-------- DATA FOR REVIEW

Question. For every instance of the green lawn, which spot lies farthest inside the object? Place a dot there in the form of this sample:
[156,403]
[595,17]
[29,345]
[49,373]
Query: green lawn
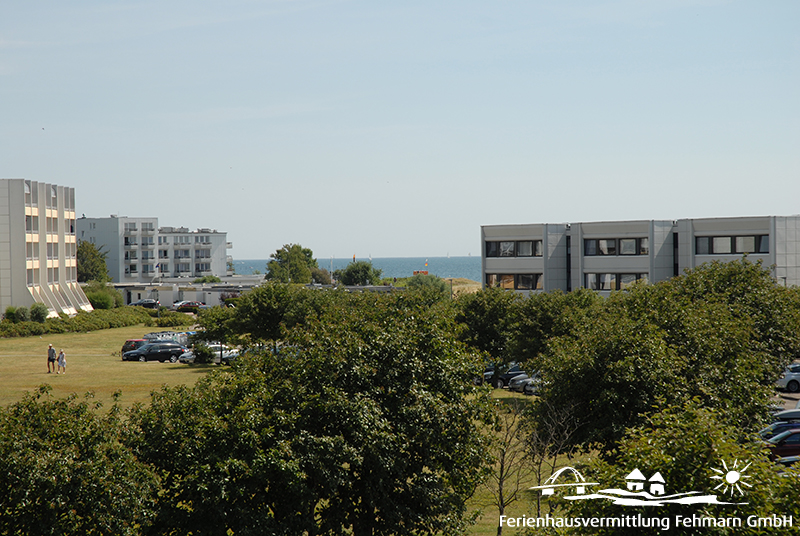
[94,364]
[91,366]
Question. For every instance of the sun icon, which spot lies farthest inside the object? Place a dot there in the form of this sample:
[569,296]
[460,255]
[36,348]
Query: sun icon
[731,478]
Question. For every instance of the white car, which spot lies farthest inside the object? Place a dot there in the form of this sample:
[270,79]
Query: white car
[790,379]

----------------

WHAT THE TASK ASKS: Copy each line of the records above that carries the word "instance".

RESULT OF THE EXERCISE:
Question. For every instance of the green lawn, which spot lies farthest inside the object? Place a dot there in the form of this sample:
Question. For every instance of the sun icon, which spot lies farthest inside the object? Place a dot there in the form of this sample:
Question. For every instance of the white car, which spot lies farthest inside the object? Place a dot there in the form of this sample:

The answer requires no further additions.